▶ [What is expected]: Your task is to print each entry exactly as written.

▶ [Provided entries]:
* * * * *

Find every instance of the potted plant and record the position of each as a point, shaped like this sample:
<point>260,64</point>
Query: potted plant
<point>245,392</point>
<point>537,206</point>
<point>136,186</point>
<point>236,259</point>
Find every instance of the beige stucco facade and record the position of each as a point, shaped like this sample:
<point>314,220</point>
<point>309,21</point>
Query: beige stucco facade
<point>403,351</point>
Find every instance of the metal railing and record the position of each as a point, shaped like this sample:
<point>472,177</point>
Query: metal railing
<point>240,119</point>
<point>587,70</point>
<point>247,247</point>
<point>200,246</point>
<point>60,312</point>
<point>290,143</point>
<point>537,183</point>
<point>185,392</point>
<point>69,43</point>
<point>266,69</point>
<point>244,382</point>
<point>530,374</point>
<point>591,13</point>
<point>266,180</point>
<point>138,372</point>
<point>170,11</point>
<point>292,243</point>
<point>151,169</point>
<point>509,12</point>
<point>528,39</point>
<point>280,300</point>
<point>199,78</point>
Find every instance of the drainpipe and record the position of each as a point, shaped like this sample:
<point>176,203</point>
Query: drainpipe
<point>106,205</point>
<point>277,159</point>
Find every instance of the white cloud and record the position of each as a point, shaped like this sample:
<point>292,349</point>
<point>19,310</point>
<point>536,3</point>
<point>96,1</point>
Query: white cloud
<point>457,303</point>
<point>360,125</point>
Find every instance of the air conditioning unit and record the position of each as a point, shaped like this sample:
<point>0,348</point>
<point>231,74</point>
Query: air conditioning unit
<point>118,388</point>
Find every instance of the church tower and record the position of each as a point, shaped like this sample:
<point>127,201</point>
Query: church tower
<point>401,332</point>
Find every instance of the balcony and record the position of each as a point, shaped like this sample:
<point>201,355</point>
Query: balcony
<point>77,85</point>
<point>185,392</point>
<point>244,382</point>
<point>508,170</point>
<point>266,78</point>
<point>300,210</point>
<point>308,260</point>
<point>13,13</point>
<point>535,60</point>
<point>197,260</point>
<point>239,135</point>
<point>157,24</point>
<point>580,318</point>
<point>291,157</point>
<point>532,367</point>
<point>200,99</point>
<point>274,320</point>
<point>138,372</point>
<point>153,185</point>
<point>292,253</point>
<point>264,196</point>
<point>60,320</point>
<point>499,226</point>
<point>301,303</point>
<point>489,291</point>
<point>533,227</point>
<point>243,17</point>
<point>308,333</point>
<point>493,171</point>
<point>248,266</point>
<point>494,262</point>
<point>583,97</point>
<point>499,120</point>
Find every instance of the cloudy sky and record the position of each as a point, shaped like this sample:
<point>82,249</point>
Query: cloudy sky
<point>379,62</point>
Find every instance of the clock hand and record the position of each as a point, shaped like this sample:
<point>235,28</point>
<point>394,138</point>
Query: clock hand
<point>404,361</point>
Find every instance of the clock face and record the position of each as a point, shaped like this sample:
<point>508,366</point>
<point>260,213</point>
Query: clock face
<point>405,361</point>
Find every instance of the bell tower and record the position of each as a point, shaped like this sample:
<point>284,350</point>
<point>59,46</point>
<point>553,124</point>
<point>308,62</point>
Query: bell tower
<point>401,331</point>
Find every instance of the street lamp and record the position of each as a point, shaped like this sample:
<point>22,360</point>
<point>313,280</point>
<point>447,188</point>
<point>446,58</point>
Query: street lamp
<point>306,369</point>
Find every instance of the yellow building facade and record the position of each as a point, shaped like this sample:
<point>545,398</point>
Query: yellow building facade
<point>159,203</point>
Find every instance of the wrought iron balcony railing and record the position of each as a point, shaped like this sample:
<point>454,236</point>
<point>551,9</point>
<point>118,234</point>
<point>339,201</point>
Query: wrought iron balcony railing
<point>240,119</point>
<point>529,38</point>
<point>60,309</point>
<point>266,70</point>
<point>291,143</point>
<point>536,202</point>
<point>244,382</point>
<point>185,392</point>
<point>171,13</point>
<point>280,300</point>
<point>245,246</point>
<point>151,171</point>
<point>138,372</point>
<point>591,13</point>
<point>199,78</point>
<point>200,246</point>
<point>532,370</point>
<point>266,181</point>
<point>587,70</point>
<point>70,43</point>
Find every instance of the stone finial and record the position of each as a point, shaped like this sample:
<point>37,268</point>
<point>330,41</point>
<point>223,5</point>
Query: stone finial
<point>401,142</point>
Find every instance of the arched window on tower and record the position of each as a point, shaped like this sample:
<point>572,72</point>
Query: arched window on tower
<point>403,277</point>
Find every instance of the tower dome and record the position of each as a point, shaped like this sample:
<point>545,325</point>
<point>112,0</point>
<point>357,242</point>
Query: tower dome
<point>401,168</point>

* * * * *

▶ [Solution]:
Find every instance of the potted plant and record the position of each as a point, shaped like this sample:
<point>260,64</point>
Query: potted plant
<point>245,392</point>
<point>537,206</point>
<point>136,186</point>
<point>236,259</point>
Find every instance of the beige stucco facade and record the position of each as a point, shaped like this sample:
<point>314,220</point>
<point>309,21</point>
Query: beige stucco facade
<point>403,351</point>
Find every instance of the metal railing and record the position of each as a point, shaped like this sample:
<point>472,177</point>
Query: metal railing
<point>240,119</point>
<point>587,70</point>
<point>247,247</point>
<point>200,246</point>
<point>60,312</point>
<point>290,143</point>
<point>537,183</point>
<point>185,392</point>
<point>69,43</point>
<point>266,69</point>
<point>244,382</point>
<point>530,374</point>
<point>591,13</point>
<point>266,180</point>
<point>138,372</point>
<point>170,11</point>
<point>292,243</point>
<point>151,169</point>
<point>509,12</point>
<point>528,39</point>
<point>280,300</point>
<point>199,78</point>
Find every instance of the drainpipe and record the position of each as a point, shaped like this sample:
<point>176,203</point>
Query: drainpipe
<point>106,205</point>
<point>277,159</point>
Find every instance of the white cloud and record the position of each as a point, shaped like this sample:
<point>292,349</point>
<point>19,310</point>
<point>536,3</point>
<point>96,1</point>
Query: white cloud
<point>457,303</point>
<point>360,125</point>
Find every instance of the air conditioning unit and record the position of each as a point, shaped like this sample:
<point>0,348</point>
<point>231,74</point>
Query: air conditioning unit
<point>118,388</point>
Find every instance of the church tower and record the position of each as a point, shaped like this sample:
<point>127,201</point>
Query: church tower
<point>401,332</point>
Find every instance of the balcony and record the position of each as a point, shaped like this sample:
<point>201,355</point>
Query: balcony
<point>77,85</point>
<point>185,392</point>
<point>244,382</point>
<point>508,170</point>
<point>266,78</point>
<point>300,210</point>
<point>308,260</point>
<point>13,13</point>
<point>535,60</point>
<point>197,260</point>
<point>239,135</point>
<point>157,24</point>
<point>580,318</point>
<point>291,157</point>
<point>532,367</point>
<point>200,99</point>
<point>274,320</point>
<point>138,372</point>
<point>153,185</point>
<point>292,253</point>
<point>264,196</point>
<point>60,320</point>
<point>499,226</point>
<point>301,303</point>
<point>489,291</point>
<point>533,227</point>
<point>243,17</point>
<point>308,333</point>
<point>493,171</point>
<point>248,266</point>
<point>494,262</point>
<point>583,97</point>
<point>499,120</point>
Find every instance of the cloudy sky and record the position of each as a point, shaped like this sample:
<point>82,249</point>
Query: cloudy sky
<point>379,62</point>
Find every instance of the clock hand and record the position of each as a point, shaped like this sample:
<point>235,28</point>
<point>394,138</point>
Query: clock hand
<point>404,361</point>
Find every instance of the clock face and record the position of each as a point, shaped like this sample:
<point>508,366</point>
<point>260,213</point>
Query: clock face
<point>405,361</point>
Find every instance of the bell tower and record the position of each as a point, shaped like this sample:
<point>284,350</point>
<point>59,46</point>
<point>553,124</point>
<point>308,62</point>
Query: bell tower
<point>401,331</point>
Find every instance of the street lamp and record the position of each as a point, shaped like this sample:
<point>22,360</point>
<point>313,280</point>
<point>447,188</point>
<point>446,58</point>
Query: street lamp
<point>306,369</point>
Find every instance of the yellow building facade and record the position of each as a point, shaped like this sample:
<point>545,398</point>
Query: yellow building facade
<point>159,203</point>
Find every instance of the wrought iron balcony railing and record the position of each as a point, shaped like this sample:
<point>454,236</point>
<point>551,9</point>
<point>118,234</point>
<point>339,201</point>
Query: wrought iron balcony railing
<point>240,119</point>
<point>529,38</point>
<point>60,309</point>
<point>266,70</point>
<point>291,143</point>
<point>536,202</point>
<point>244,382</point>
<point>185,392</point>
<point>171,13</point>
<point>280,300</point>
<point>245,246</point>
<point>151,171</point>
<point>138,372</point>
<point>591,13</point>
<point>199,78</point>
<point>200,246</point>
<point>532,370</point>
<point>266,181</point>
<point>587,70</point>
<point>70,43</point>
Find every instance of the stone finial and record the position of each as a point, shaped like this sample:
<point>37,268</point>
<point>330,41</point>
<point>223,5</point>
Query: stone finial
<point>401,142</point>
Find every instance of the arched window on tower and record the position of each as a point, shaped like this sample:
<point>572,72</point>
Query: arched window on tower
<point>403,277</point>
Find every instance of the tower dome and record the position of each as a point, shaped like this sample:
<point>545,325</point>
<point>112,0</point>
<point>357,242</point>
Query: tower dome
<point>401,168</point>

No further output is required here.